* [Entries shown]

————

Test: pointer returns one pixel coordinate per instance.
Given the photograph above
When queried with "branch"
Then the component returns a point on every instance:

————

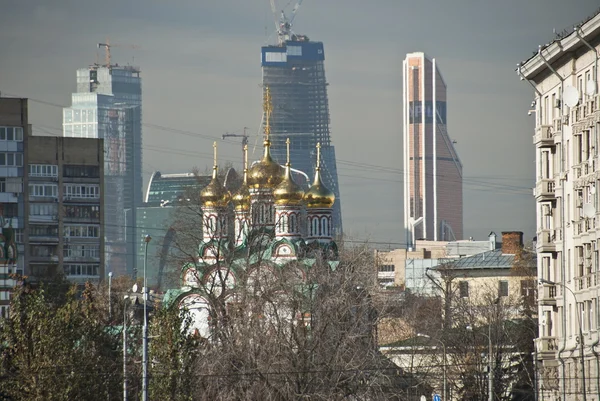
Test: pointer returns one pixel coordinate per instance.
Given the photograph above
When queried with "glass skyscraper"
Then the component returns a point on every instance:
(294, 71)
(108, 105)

————

* [Task] Where a line of the entries contains "queried", report that line.

* [Answer to this problem]
When queried with "branch"
When queried with "glass skyscraper"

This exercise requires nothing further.